Brief :: Which lines in the rows below contain the word "wall"? Pick out each one and copy it, treating uppercase and lowercase as different.

Pointing entries for named objects
* START *

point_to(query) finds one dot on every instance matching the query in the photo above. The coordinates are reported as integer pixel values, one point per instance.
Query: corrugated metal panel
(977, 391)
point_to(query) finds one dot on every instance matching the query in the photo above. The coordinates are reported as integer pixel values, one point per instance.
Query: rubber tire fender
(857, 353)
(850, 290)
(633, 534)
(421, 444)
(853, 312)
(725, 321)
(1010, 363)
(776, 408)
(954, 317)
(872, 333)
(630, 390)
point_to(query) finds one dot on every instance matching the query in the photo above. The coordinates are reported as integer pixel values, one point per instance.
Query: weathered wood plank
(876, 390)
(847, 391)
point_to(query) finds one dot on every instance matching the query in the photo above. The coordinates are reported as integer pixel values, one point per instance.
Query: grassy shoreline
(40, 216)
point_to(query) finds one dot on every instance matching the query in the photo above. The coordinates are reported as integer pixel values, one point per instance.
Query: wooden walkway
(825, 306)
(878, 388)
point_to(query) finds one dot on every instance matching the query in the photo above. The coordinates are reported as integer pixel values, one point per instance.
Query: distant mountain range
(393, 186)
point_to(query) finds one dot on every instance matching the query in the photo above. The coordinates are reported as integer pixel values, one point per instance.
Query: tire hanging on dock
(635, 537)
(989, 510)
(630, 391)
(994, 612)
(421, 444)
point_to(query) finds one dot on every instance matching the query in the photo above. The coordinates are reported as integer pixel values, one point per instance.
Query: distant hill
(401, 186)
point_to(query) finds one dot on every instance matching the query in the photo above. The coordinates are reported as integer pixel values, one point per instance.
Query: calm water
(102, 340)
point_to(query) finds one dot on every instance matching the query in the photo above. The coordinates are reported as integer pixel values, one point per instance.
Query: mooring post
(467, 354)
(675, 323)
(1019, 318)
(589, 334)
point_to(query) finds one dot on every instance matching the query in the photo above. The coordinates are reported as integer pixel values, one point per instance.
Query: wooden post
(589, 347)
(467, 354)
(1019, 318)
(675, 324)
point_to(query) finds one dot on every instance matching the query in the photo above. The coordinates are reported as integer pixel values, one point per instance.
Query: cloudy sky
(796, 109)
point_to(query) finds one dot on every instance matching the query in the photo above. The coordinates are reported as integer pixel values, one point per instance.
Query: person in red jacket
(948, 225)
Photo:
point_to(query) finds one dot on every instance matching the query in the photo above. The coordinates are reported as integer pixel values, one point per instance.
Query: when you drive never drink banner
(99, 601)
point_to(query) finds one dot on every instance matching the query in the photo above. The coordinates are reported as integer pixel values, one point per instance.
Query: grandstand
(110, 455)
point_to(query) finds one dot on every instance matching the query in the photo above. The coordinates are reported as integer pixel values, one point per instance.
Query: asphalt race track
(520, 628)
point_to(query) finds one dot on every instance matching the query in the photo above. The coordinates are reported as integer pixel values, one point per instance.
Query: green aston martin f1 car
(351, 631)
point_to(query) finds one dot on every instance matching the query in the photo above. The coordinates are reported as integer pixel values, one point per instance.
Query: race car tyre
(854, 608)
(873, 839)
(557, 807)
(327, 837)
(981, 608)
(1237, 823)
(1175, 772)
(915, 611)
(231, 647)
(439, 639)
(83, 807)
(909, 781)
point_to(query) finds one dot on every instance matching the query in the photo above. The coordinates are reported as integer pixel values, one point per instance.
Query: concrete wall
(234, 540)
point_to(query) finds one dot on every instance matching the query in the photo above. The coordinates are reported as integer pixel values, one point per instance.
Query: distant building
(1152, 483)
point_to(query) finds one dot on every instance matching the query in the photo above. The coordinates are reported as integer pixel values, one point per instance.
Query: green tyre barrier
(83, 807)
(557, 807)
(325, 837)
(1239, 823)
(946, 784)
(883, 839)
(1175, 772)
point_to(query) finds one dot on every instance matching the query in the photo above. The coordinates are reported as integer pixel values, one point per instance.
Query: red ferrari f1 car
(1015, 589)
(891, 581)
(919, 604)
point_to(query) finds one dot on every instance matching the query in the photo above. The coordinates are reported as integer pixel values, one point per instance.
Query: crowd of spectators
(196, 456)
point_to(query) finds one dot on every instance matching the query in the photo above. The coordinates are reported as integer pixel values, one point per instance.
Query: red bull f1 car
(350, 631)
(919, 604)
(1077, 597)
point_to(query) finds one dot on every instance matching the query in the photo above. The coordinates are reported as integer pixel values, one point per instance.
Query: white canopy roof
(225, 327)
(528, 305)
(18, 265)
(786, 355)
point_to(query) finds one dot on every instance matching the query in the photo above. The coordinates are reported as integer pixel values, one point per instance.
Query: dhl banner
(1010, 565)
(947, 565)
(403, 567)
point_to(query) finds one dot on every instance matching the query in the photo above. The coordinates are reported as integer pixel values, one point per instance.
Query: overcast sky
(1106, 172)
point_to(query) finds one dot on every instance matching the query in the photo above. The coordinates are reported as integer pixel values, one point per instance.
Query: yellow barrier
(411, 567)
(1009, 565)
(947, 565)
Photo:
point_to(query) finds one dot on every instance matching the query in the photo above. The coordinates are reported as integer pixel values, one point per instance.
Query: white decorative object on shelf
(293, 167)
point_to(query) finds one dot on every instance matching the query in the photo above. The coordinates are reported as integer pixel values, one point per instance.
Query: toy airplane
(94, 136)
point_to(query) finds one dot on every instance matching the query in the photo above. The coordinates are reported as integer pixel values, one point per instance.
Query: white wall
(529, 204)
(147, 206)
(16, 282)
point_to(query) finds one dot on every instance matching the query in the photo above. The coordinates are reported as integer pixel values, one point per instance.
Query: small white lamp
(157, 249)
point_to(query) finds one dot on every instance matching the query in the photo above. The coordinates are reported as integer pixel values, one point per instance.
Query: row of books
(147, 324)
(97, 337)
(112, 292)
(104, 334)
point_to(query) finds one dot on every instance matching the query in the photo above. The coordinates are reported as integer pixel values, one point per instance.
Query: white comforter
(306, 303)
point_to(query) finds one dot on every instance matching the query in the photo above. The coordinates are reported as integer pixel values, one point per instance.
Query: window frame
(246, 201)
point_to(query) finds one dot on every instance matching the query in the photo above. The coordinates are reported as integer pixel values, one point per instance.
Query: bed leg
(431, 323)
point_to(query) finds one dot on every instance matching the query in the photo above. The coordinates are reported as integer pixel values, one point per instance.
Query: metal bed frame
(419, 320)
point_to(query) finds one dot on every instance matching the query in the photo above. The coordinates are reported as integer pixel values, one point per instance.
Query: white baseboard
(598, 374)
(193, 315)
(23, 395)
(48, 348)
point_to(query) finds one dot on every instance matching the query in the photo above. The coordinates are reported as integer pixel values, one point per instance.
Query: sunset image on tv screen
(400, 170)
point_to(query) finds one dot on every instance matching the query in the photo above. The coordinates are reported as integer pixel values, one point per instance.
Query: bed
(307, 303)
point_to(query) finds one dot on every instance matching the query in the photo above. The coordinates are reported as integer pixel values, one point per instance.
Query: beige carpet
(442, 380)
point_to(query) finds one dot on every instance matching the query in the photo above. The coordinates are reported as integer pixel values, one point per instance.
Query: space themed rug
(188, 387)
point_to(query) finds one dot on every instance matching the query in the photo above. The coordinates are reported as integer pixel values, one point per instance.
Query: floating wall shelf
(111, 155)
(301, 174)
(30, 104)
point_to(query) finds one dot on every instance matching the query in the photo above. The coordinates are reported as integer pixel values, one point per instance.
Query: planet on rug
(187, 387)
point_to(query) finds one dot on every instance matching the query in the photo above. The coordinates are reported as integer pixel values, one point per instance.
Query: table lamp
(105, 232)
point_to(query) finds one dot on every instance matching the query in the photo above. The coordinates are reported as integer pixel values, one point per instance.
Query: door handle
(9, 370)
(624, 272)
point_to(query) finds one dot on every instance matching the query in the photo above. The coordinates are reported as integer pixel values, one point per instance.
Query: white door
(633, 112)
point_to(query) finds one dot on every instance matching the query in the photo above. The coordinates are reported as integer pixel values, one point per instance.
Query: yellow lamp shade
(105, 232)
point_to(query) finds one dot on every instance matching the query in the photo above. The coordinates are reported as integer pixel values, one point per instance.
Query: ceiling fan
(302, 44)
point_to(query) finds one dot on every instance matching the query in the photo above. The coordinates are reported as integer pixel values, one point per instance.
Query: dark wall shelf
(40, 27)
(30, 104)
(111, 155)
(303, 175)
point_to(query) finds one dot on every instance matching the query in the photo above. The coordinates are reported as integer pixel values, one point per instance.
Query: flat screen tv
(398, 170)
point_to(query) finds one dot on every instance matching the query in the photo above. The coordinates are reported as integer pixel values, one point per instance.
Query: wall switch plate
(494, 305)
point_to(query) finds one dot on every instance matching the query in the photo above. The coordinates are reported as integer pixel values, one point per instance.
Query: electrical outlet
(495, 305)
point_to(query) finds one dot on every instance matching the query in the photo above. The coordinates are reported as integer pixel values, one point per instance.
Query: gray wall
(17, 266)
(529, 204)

* END *

Task answer ::
Query: concrete wall
Query: white wall
Query: floating wall shelf
Query: dark wall shelf
Query: wall switch plate
Query: gray wall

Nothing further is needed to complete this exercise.